▶ _Aim of the task_: Please copy the passage of the Tiger Woods article below word for word, starting at "Tiger Woods saga" and ending at "with white women.".

#### Excerpt provided

Tiger Woods saga leads to forgeries

Tiger Woods and his wife Elin Nordegren attend an exhibition tennis match at New York's Madison Square Garden on March 10, 2008. Photo/REUTERS

NEW YORK, Wednesday

The story looked good. The Rev Al Sharpton supposedly held a press conference, at which he chastised Tiger Woods for only cheating on his wife with white women.

The the press conference never happened, and the story is bogus. The article about the supposed Sharpton press conference was a satire.
Your daddy say?

“Why is it that a man who calls himself Black can’t bring himself to cheat on his wife with a Black woman?” the article falsely claimed Sharpton told a group of supporters in Harlem. “What does it say to young Black girls everywhere when you pass them over? Shame on you, Tiger Woods. What would your daddy say?”

The Rev Sharpton himself has not commented on the hoax, or publicly denied it.

Meanwhile, Tiger Woods Dubai, part of Dubai Properties Group, has said it is committed to completing its Al Ruwaya golf course and continues to make progress on the first course created by Woods’s design firm.

########
#### Listing

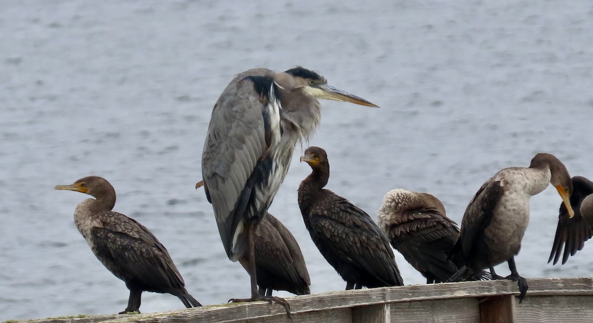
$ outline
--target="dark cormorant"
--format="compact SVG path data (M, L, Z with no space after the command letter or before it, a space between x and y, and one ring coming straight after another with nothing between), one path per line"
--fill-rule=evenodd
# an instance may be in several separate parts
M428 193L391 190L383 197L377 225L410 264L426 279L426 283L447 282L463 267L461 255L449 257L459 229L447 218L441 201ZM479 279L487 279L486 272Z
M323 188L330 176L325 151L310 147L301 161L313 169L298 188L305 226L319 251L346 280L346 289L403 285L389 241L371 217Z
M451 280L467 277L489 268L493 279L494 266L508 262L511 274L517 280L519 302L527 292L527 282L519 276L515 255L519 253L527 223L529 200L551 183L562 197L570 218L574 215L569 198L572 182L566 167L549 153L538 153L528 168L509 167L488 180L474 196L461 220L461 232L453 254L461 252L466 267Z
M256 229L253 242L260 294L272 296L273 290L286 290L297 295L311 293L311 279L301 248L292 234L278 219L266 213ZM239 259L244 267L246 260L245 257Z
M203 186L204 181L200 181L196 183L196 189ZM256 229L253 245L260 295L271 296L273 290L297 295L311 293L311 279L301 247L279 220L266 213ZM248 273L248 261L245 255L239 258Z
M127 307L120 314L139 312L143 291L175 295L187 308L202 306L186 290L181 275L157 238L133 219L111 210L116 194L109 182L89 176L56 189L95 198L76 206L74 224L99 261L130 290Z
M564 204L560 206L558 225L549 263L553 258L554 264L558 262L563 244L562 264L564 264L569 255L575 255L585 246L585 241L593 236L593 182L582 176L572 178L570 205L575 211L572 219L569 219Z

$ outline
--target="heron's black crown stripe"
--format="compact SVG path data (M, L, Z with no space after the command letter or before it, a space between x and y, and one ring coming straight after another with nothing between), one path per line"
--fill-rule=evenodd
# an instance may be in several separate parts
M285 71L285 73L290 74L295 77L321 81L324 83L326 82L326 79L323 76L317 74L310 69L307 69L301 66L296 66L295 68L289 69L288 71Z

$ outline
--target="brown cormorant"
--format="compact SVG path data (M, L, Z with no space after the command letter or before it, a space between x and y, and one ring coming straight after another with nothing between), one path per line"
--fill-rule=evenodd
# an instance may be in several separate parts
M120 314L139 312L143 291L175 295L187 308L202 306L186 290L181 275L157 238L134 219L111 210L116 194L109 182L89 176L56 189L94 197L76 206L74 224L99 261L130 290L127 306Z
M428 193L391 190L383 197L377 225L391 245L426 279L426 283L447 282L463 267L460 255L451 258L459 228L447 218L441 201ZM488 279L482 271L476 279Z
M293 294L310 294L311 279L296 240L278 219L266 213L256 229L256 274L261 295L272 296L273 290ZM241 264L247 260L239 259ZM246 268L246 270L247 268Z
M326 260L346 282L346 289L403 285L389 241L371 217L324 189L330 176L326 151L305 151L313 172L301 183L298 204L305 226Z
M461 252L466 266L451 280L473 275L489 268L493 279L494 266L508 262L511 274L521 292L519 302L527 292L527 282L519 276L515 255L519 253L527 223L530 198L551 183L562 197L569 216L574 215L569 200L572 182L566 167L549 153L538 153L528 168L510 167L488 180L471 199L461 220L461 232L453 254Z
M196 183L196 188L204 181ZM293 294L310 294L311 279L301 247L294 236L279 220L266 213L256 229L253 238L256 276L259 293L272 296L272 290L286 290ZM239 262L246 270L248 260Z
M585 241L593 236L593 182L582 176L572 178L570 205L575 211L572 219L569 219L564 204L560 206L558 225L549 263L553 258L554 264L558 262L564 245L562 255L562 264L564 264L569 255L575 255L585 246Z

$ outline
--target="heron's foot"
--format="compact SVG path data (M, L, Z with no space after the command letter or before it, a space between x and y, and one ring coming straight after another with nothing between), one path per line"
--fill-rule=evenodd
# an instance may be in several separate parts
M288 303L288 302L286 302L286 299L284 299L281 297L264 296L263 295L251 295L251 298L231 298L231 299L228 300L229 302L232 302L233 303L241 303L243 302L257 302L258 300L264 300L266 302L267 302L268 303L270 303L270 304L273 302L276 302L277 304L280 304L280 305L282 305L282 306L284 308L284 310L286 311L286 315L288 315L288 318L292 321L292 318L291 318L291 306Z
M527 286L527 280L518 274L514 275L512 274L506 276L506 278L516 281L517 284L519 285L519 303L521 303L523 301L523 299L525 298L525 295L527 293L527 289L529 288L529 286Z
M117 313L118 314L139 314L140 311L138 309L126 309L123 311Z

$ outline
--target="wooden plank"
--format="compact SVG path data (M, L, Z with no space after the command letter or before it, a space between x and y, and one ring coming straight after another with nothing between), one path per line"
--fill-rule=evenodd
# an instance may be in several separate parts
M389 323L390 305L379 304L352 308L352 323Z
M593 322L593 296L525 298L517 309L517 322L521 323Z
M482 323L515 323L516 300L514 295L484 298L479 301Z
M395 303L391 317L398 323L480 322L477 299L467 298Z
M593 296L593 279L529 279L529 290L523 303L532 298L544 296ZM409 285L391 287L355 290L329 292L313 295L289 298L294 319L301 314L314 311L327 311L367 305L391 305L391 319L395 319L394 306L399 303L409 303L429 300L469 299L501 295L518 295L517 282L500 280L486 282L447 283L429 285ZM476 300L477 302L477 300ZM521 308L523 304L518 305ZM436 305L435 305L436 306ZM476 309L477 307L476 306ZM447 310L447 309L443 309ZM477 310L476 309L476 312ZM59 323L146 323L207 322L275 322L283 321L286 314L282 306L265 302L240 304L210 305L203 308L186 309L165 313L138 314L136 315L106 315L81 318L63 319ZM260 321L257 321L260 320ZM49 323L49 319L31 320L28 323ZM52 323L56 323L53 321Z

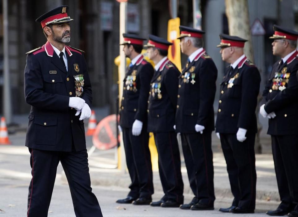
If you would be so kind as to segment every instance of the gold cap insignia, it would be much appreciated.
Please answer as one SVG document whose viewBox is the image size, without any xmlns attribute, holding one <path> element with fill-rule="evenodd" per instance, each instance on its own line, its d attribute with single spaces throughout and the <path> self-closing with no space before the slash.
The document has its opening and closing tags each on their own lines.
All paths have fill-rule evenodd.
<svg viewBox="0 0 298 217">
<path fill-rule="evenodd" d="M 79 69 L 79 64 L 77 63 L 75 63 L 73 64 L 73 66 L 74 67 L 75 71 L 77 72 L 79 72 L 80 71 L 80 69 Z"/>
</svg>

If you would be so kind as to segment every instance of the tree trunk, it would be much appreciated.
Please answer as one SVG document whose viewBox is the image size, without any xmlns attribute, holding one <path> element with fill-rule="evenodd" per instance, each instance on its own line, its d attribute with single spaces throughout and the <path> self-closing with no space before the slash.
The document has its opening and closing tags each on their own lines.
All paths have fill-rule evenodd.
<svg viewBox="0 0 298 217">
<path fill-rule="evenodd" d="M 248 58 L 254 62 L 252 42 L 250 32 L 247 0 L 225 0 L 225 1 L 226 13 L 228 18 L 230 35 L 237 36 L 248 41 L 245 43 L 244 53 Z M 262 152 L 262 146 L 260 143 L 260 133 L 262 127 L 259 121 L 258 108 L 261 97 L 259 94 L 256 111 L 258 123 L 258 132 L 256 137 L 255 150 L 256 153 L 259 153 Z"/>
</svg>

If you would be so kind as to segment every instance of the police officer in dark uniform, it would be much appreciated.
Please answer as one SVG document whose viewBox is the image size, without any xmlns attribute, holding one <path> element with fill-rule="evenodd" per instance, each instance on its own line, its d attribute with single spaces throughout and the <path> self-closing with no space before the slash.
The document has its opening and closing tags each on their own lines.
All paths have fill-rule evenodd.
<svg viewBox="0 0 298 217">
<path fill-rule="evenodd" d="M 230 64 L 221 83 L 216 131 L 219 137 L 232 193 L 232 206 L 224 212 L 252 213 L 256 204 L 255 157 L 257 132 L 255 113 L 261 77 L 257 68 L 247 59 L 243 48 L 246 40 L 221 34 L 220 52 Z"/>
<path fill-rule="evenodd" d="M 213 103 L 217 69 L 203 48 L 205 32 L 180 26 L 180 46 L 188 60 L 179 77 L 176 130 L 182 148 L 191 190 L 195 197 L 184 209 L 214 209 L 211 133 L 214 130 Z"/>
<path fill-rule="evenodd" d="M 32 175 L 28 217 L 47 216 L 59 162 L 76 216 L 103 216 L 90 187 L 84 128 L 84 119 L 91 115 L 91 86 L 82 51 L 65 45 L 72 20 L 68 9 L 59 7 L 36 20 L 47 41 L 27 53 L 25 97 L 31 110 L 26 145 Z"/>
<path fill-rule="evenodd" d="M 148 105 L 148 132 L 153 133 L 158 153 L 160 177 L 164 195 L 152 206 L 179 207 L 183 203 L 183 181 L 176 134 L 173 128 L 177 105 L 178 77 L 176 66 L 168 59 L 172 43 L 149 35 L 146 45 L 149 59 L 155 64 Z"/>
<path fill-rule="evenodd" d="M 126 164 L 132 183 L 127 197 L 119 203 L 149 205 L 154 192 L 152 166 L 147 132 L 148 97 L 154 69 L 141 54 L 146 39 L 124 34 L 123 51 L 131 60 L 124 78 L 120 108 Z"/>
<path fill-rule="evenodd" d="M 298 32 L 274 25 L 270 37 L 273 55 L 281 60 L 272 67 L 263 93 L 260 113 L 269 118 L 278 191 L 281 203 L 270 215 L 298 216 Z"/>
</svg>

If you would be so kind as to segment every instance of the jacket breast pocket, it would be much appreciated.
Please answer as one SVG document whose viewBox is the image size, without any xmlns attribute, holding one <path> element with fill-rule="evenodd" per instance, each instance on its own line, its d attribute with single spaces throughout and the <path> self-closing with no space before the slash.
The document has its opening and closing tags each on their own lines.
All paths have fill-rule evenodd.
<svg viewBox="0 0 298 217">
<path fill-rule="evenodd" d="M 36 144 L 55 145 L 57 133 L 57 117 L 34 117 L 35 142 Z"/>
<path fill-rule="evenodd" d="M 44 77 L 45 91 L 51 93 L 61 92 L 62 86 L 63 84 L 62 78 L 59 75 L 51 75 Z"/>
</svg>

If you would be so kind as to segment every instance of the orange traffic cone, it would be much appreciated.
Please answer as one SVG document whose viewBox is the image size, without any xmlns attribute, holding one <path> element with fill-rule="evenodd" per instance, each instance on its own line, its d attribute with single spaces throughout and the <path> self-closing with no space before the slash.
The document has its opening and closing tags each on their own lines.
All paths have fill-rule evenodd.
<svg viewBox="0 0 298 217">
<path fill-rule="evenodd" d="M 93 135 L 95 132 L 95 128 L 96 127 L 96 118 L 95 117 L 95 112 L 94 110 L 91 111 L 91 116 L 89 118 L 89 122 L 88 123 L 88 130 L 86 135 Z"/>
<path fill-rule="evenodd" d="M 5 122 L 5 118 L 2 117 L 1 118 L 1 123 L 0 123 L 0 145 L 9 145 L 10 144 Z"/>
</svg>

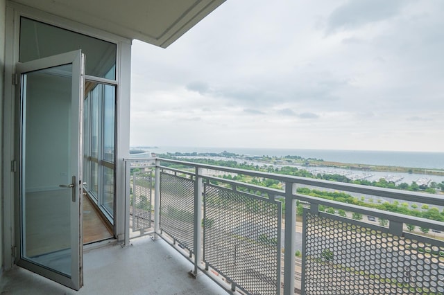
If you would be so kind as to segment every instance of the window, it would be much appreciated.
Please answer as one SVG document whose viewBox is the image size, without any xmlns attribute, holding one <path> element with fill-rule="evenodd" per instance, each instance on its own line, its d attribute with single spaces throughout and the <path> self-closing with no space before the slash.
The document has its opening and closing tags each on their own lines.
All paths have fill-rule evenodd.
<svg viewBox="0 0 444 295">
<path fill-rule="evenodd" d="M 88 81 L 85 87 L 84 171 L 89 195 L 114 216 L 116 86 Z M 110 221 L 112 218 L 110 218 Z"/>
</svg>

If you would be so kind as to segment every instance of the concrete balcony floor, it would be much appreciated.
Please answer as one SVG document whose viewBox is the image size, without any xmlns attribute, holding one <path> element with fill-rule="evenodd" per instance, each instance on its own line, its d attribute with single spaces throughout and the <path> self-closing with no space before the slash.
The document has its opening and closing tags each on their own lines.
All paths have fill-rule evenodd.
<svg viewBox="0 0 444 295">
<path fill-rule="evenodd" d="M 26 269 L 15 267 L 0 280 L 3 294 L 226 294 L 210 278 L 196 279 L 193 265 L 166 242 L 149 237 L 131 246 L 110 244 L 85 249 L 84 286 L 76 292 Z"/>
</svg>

########

▶ _The output_:
Tiger Woods saga leads to forgeries

Tiger Woods and his wife Elin Nordegren attend an exhibition tennis match at New York's Madison Square Garden on March 10, 2008. Photo/REUTERS

NEW YORK, Wednesday

The story looked good. The Rev Al Sharpton supposedly held a press conference, at which he chastised Tiger Woods for only cheating on his wife with white women.